Task objective
Only those lines running from the line that contains "Target: hairy stem" through the end of the material are to be written out, each exactly as shown.

Data listing
++++++++
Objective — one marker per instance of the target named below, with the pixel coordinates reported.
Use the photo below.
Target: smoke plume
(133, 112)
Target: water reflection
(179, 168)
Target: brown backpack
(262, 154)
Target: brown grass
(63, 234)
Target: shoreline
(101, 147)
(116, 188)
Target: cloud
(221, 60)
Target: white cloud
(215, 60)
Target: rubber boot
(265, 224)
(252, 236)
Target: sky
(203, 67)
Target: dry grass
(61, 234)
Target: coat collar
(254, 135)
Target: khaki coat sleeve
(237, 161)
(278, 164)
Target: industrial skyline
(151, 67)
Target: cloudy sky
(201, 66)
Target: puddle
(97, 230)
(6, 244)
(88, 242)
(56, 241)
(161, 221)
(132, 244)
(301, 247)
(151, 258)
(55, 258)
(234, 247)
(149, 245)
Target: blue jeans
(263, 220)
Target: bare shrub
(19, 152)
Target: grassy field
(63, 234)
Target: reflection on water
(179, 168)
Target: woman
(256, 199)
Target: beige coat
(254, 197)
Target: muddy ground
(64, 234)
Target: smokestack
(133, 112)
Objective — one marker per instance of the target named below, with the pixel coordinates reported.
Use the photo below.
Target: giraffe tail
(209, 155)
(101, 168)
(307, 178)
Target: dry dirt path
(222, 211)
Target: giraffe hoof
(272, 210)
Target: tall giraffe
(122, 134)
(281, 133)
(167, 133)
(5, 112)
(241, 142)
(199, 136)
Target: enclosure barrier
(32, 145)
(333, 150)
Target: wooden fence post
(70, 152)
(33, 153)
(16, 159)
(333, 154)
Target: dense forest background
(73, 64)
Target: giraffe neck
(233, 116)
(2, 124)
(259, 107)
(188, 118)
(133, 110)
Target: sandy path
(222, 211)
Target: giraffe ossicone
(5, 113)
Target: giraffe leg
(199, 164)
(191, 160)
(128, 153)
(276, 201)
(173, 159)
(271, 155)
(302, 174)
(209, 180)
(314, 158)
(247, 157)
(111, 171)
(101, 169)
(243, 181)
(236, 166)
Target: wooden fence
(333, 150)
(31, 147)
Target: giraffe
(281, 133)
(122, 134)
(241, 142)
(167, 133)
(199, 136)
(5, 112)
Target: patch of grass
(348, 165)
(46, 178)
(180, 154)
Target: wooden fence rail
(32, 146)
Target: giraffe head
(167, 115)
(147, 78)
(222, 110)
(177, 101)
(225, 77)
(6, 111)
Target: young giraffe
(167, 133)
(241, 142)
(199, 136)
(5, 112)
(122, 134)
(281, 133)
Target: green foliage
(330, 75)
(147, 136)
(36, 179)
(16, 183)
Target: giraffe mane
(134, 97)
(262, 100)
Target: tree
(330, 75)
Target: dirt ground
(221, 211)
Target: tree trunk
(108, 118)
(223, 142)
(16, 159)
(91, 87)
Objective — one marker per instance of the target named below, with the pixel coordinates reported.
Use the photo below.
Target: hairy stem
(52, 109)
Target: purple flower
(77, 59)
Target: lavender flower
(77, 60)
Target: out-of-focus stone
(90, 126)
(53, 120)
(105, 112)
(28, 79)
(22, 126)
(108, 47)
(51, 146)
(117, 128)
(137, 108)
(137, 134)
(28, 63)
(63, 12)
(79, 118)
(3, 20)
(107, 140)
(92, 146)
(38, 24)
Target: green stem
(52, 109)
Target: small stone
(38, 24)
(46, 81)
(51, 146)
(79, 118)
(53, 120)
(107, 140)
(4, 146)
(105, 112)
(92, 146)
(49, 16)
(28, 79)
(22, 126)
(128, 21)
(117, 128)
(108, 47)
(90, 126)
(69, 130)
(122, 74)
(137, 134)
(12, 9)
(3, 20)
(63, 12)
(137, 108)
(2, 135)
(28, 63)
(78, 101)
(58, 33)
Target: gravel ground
++++++++
Written response
Target: hairy stem
(52, 109)
Target: purple flower
(77, 59)
Target: lavender flower
(77, 60)
Target: out-of-focus stone
(90, 126)
(53, 120)
(105, 112)
(28, 79)
(22, 126)
(108, 47)
(51, 146)
(117, 128)
(137, 108)
(137, 134)
(28, 63)
(63, 12)
(79, 118)
(3, 20)
(107, 140)
(92, 146)
(38, 24)
Target: green stem
(52, 109)
Target: small stone
(38, 24)
(46, 81)
(51, 146)
(79, 118)
(53, 120)
(107, 140)
(4, 146)
(105, 112)
(92, 146)
(49, 16)
(28, 79)
(22, 126)
(128, 21)
(117, 128)
(108, 47)
(90, 126)
(69, 130)
(122, 74)
(137, 134)
(12, 9)
(3, 20)
(63, 12)
(137, 108)
(2, 135)
(28, 63)
(78, 101)
(58, 33)
Target: gravel ground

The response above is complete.